A FAZER »
Traduza para o inglês esta frase do trecho sobre o uso do título de doutor: "Há um certo consenso de que “doutor” não é quem é advogado ou médico: é quem tem doutorado, e fim de papo."
== TRECHO FORNECIDO
Tempos atrás houve
um bafafá num edifício residencial do Rio porque um morador, que era juiz ou
advogado, discutiu com um empregado do prédio por algum motivo, e se irritou
quando o rapaz o chamou de “Seu Fulano” em vez de “Doutor Fulano”. O caso foi
parar na polícia, na imprensa e nos tribunais, onde finalmente surgiu uma
sentença afirmando que ninguém era obrigado a chamá-lo de doutor somente porque
ele tinha curso superior. (Há um certo consenso de que “doutor” não é quem é
advogado ou médico: é quem tem doutorado, e fim de papo.)
====
== REGISTROS FORNECIDOS
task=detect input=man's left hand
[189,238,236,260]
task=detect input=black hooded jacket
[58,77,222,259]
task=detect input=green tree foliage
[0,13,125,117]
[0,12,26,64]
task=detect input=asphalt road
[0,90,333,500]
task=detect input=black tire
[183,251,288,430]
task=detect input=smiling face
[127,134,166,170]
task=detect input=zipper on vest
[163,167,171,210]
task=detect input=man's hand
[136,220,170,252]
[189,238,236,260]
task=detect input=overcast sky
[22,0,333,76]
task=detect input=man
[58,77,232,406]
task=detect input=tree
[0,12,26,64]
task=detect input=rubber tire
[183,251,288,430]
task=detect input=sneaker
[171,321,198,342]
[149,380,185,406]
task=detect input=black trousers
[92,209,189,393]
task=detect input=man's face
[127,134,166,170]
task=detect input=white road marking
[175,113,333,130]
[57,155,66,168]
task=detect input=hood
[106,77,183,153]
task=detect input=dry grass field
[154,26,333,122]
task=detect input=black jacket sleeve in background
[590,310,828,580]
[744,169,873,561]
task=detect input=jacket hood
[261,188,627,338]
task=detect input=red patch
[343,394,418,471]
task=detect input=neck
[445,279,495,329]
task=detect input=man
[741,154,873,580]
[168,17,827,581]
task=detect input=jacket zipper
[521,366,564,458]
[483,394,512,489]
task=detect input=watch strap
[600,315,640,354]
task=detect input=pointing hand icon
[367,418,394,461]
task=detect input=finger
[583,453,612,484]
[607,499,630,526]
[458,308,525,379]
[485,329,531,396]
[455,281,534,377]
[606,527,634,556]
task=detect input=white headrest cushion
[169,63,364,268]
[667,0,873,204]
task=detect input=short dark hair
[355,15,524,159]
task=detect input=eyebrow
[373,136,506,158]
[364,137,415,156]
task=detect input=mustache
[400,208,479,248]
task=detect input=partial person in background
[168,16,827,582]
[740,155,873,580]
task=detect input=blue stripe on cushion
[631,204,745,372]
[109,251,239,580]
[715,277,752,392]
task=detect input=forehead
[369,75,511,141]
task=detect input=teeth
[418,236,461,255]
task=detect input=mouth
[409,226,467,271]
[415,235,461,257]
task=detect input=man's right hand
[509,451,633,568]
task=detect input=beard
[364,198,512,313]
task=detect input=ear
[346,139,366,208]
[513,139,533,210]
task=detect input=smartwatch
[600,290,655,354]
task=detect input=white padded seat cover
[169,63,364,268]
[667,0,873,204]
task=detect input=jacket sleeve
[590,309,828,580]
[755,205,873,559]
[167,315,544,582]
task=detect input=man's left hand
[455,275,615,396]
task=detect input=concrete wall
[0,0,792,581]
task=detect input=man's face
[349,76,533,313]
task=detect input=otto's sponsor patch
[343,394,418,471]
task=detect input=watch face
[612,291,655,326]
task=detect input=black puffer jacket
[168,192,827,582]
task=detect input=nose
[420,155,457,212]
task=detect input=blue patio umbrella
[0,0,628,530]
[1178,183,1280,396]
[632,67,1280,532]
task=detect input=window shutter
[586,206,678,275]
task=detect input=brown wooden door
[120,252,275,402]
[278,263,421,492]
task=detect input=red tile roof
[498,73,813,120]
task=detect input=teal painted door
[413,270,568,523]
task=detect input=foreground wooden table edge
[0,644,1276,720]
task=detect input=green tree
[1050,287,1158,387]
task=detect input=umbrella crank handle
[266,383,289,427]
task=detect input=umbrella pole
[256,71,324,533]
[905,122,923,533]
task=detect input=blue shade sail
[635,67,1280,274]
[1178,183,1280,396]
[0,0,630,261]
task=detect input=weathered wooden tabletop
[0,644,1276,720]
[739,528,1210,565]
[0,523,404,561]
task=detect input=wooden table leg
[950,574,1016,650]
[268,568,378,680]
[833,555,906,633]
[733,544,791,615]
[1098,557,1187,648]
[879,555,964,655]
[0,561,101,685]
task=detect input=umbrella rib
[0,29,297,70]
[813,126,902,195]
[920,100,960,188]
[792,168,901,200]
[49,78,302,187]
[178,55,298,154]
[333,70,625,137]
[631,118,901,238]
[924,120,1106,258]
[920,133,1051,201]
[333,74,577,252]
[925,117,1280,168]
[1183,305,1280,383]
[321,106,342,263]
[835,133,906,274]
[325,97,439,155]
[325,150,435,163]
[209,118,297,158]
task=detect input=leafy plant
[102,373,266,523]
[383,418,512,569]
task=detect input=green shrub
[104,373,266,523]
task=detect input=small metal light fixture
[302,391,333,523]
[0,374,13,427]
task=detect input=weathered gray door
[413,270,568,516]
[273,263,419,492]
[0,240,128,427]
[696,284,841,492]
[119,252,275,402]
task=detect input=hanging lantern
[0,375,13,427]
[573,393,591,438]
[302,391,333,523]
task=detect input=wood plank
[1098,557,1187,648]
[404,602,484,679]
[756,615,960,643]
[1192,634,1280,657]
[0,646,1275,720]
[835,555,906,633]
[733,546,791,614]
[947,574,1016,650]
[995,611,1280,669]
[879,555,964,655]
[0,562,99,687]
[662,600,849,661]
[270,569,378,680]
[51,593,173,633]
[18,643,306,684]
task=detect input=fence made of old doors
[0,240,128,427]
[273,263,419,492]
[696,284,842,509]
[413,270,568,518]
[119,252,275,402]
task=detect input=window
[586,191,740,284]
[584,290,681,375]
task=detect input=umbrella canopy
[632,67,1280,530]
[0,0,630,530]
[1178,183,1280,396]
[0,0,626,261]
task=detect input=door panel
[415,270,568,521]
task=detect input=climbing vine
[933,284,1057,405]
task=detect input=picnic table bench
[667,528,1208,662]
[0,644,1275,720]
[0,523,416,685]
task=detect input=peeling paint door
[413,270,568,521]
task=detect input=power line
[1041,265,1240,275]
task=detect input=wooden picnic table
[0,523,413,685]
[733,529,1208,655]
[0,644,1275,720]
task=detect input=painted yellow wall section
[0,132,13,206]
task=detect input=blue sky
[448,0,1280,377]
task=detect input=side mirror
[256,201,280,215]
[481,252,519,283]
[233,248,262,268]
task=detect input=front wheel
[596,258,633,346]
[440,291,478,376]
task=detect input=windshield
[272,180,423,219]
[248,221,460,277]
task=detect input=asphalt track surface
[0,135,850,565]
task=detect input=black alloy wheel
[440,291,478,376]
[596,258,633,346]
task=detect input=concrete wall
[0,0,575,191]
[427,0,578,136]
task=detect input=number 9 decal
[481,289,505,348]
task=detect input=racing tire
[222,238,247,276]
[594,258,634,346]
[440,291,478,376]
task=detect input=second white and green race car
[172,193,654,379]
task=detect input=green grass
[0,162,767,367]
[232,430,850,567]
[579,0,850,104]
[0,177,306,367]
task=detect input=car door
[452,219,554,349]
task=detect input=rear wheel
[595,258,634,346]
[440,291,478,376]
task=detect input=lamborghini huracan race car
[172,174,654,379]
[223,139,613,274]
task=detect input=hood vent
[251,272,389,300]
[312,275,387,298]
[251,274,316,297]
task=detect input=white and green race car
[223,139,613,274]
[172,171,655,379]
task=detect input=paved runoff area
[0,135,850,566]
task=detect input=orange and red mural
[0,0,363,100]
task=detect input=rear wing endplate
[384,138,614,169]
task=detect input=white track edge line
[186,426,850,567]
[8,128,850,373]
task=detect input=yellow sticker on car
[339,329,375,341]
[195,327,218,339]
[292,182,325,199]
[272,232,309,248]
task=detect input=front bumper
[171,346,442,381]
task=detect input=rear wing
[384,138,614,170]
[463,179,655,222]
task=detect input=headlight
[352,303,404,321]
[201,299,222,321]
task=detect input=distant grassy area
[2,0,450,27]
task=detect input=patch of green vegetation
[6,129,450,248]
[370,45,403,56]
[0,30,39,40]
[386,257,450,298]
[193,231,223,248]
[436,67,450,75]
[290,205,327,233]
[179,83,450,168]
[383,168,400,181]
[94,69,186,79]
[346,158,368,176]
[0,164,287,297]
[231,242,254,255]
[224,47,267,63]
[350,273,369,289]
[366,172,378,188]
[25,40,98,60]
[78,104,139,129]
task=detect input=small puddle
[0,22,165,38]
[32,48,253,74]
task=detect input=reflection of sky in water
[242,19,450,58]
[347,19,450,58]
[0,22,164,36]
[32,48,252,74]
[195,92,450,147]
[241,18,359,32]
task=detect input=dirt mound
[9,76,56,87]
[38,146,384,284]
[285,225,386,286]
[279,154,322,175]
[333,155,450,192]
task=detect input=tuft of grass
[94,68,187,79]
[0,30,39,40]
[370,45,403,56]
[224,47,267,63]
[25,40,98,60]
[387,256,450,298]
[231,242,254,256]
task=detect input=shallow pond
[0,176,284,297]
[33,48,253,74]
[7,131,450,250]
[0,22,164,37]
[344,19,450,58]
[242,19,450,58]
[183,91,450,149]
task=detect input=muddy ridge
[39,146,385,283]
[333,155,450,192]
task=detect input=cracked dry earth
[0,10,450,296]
====
RESPOSTA AO EXERCÍCIO »
There is a certain consensus that a "doctor" is not someone who is a lawyer or a physician: it is someone who has a doctorate, and that's that.